▶ 抽出テキスト:
================

好き嫌い、善し悪しの世界を超える太極観

 好き嫌い、善し悪しの感情は誰でも持っているものです。が、
『好きこそ物の上手なれ』とか、
『子曰、知之者不如好之者、好之者不如楽之者』
『孔子先生が言うには、これを知る者(知識を学ぶ者)はこれを好む者(好んで学ぶ者)にはかなわない。これを好む者はこれを楽しむ者(楽しんで学ぶ者)にはかなわない。』
 このフレーズは、聖人に至る学問の道は楽しんで行う者にはかなわない、と解釈されていますが、孔子は『人は誰でも学問によって聖人や君子になれる』と説いたのですから、私は、この言葉を、いかなる学びも、楽しんで行う工夫が大切だと解釈してきました。

 とにかく何事に対しても、『好きだ嫌いだと区別する世界観』は、漢方医学から見れば不健康な心の状態です。
 陰陽太極論では、好き嫌い、善し悪し、美醜など、全てが陰と陽とのペアになって一つの太極(完成形)となるので、両方あってバランスしているのが自然であり、両方の価値観を認める寛容で崇高な精神を支える義と道の心こそが、漢方的に健康な心と言えるのです。

  自分の小さな価値観(我見:がけん)だけで善悪を判断し、その価値観を人に押しつけるような独善的な人(我執着の人)は、 ああすべきだ、こうすべきだ、こうするのが本当だ。あれはおかしい、これは変だ、それは納得できないと、身勝手なことを言うものです。 そうすると、心身のバランスが片寄って、その状態が高じると、病気に至るのです。

================

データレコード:

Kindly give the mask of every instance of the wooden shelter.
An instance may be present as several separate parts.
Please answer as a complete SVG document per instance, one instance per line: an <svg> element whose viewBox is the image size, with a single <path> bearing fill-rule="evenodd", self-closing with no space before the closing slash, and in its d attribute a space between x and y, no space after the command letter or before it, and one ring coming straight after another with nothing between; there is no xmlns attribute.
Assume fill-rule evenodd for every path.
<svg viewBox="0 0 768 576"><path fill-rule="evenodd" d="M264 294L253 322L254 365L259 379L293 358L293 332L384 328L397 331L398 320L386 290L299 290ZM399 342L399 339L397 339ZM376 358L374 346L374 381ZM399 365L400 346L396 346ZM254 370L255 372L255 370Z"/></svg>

================

▶ 作業指示 1:
太極観についての文章によれば、漢方的に健康な心とはどのような心か答えよ。
▶ 作業指示 2:
太極観についての文章のうち、「このフレーズは、聖人に至る学」から「見れば不健康な心の状態です。」に至るまでの部分を、一字も変えずに書き写せ。
▶ 作業指示 3:
太極観についての文章を、最後の文の後から書き継げ。

▶ 想定解答 1:
両方の価値観を認める寛容で崇高な精神を支える義と道の心である。

▶ 想定解答 2:
このフレーズは、聖人に至る学問の道は楽しんで行う者にはかなわない、と解釈されていますが、孔子は『人は誰でも学問によって聖人や君子になれる』と説いたのですから、私は、この言葉を、いかなる学びも、楽しんで行う工夫が大切だと解釈してきました。

 とにかく何事に対しても、『好きだ嫌いだと区別する世界観』は、漢方医学から見れば不健康な心の状態です。

▶ 想定解答 3:
 千利休は『春は春らしく、夏は夏らしく、茶を点てるのが茶の湯の極意』と言いました。
日本古来の情緒、風情、価値観からすれば、『春夏秋冬の全部が好きだ。その中でも特に早春の梅の花、梅雨の紫陽花、晩秋の名月は格別に好きだ』と、春夏秋冬それぞれの季節の素晴らしさを愛(め)でるというのが、古来からの日本人の心だと思います。
 全部好きで、特にこれが好きというのは、自然を愛し、社会や人々を愛して慈しむ日本人の心であり、藤原正彦先生の著書『国家の品格』で述べられている日本人の武士道の精神『卑怯を憎み、惻隠の情を大切にする心』に通じるものです。

  『老子』にも著されているように、 いい事も悪い事も、美しいものも醜いものも、陰陽太極論からみれば、すべてがペアで一つのものだから、陰と陽の全てをより良くし、より素晴らしくし、より進化したものにしようと思い、明るくポジティブに受け取る人は、陰陽太極論の真髄を知る人であり、天帝を敬い祀る天子であり、聖人、君子であり、人として健全で素晴らしい心の持ち主であると思います。

 ドラマでも、波瀾万丈で、艱難辛苦にあっても、逃げずに立ち向かう正義のヒーローに、人々は感動します。そして最後にハッピーエンドになると、素晴らしいドラマだったと評価されます。
  孟子が言うように、艱難辛苦の陰も天の大愛から与えられた試練と思い、感謝の心で受けいれて、好き嫌いを超越した義の心、義を貫く義侠心、使命感、忍耐や勇猛心で艱難辛苦を超えていく中に、天に通じる その人の 深く大きな愛情を垣間みることができた時に、人は心から感動し感激するのです。

 だから、常に善し悪しを超えた太極観に立って、それぞれの相手の立場や価値観を考えて、相手のことも認めようとして、自分自身の小我、我見識、我執着を改めよう、改革、改善しようと常に思っている人は、聖人や君子の学びの道を極めていける人なのだと思います。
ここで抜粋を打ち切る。